Filter the material below down to the lines that contain the string "green", and copy each of those lines in full. Case counts, so uppercase and lowercase letters do not match each other.

- - - - - - -

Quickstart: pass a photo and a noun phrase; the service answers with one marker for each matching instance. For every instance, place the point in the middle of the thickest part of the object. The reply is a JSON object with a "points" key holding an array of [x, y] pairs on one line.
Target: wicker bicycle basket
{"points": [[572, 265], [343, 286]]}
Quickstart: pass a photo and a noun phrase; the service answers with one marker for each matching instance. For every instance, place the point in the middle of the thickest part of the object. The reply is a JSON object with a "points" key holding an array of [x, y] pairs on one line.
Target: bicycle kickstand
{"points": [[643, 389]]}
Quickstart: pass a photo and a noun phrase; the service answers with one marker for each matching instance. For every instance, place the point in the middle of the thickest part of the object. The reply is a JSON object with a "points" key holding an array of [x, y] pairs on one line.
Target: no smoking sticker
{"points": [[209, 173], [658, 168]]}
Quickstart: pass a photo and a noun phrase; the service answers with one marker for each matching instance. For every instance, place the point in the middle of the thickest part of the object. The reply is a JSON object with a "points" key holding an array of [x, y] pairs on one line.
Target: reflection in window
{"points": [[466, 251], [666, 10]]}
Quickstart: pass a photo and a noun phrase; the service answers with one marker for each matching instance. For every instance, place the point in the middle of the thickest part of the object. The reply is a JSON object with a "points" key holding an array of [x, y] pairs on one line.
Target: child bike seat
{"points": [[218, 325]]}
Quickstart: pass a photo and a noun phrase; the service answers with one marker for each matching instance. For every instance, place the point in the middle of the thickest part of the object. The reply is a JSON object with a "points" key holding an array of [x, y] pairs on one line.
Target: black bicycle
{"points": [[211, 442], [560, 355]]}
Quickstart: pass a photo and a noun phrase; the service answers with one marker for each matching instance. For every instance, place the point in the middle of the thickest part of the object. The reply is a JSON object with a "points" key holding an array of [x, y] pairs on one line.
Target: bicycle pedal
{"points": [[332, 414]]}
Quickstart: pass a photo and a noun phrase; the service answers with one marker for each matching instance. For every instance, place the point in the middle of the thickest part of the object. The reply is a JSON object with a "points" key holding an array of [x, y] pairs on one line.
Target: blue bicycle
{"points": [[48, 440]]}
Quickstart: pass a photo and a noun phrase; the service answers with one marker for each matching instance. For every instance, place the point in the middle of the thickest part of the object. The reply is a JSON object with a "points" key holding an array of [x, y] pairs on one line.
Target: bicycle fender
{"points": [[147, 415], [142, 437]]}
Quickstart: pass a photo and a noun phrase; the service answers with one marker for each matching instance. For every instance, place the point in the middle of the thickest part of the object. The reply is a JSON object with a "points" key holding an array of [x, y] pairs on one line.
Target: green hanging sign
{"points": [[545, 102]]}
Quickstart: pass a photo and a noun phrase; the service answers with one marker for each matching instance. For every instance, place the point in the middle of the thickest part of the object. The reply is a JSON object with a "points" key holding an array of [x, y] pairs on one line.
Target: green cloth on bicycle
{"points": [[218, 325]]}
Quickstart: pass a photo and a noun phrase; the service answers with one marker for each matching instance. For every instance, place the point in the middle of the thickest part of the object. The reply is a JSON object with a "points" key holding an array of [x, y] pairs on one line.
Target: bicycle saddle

- - - - - - -

### Finished task
Target: green hanging sign
Target: green cloth on bicycle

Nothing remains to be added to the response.